Set task: Copy the lines below verbatim, starting at the line containing "Q: For each instance of the man wearing" and ending at the line containing "x=76, y=368", both included.
═════ Input rows
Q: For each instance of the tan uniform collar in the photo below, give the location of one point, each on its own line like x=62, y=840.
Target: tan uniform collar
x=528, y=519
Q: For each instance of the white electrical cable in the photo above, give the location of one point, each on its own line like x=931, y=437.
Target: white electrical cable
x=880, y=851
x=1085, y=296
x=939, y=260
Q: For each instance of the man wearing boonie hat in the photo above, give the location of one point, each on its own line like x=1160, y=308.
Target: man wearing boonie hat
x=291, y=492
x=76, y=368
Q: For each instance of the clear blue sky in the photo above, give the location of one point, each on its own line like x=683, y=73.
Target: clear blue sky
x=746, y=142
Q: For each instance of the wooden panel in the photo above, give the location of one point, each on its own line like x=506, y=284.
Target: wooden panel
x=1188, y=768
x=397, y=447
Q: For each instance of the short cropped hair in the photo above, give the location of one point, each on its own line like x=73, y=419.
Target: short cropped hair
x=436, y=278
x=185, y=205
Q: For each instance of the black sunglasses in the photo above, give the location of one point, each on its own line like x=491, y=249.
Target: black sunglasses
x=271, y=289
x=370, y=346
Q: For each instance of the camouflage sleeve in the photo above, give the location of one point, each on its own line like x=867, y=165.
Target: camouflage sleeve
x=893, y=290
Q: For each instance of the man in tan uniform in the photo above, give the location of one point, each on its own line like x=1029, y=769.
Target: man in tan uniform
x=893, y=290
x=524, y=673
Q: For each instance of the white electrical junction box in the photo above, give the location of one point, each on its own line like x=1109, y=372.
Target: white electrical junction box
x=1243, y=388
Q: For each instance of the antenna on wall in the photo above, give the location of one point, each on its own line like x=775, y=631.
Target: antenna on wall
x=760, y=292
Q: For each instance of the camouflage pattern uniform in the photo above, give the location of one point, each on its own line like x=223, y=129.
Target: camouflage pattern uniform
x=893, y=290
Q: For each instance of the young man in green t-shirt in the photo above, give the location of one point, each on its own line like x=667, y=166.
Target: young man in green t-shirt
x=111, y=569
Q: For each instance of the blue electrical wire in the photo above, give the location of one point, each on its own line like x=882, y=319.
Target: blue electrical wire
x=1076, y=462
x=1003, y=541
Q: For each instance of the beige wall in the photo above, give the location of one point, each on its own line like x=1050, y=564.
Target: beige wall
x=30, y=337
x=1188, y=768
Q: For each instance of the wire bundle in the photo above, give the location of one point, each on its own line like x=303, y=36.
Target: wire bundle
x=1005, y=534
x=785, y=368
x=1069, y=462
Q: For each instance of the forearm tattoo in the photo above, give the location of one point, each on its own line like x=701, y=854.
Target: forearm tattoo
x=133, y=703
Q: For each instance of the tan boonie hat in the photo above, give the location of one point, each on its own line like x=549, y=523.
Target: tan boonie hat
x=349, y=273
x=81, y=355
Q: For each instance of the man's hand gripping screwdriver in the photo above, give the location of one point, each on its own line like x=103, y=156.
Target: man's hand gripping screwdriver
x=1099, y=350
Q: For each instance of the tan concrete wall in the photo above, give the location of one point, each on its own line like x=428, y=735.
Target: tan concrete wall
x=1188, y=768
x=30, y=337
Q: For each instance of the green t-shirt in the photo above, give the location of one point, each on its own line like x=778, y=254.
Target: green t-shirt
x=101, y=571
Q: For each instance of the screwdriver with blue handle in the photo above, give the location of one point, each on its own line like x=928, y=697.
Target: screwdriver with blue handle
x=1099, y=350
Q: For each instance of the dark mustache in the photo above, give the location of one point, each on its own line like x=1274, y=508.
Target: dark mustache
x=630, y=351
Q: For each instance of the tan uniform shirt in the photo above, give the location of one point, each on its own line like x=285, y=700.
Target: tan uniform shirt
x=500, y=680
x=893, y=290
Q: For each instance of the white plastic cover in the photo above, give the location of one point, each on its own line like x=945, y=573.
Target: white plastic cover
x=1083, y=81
══════════
Written response:
Q: For each instance of the man wearing boonie hat in the photo above, give the location of one point, each on its own line like x=1160, y=308.
Target: man wearing boonie hat
x=291, y=492
x=76, y=368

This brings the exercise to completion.